## PROBLEM TO WORK ON
Tally how many lines in the data hold the word "trees", and give the result with no other text.

>>>

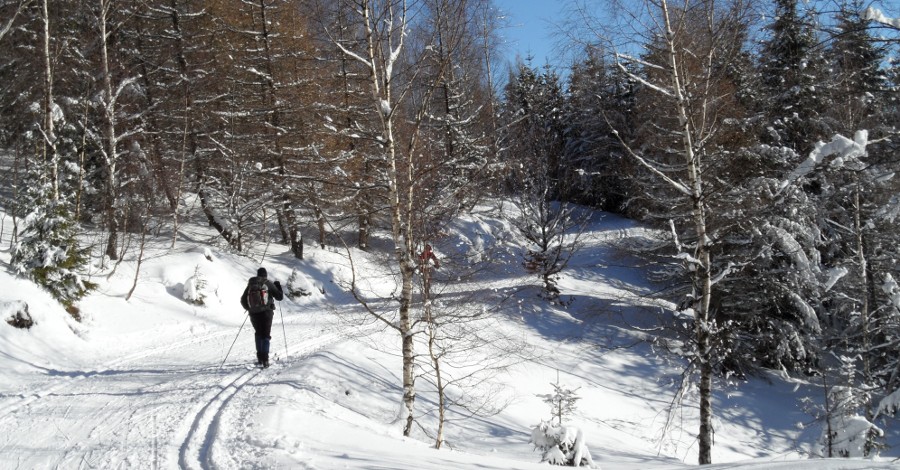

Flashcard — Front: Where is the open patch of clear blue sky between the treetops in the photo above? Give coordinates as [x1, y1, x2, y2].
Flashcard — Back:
[495, 0, 568, 67]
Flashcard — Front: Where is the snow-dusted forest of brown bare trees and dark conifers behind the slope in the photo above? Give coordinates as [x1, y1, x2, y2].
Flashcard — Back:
[0, 0, 900, 463]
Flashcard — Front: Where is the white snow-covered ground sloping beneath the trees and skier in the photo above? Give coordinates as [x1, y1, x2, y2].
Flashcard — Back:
[0, 209, 900, 470]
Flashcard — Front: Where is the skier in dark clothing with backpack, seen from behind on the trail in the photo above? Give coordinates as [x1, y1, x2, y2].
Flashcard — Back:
[241, 268, 284, 368]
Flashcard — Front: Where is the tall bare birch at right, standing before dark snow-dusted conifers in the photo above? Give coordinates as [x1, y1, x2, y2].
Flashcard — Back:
[588, 0, 747, 464]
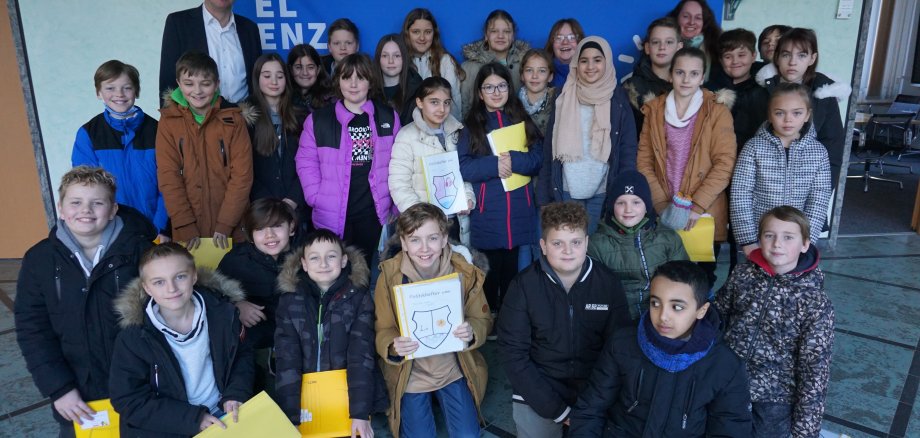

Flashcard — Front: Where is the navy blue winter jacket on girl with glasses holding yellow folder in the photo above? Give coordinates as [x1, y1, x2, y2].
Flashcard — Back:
[457, 111, 543, 250]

<<<

## YOUR RESPONSE
2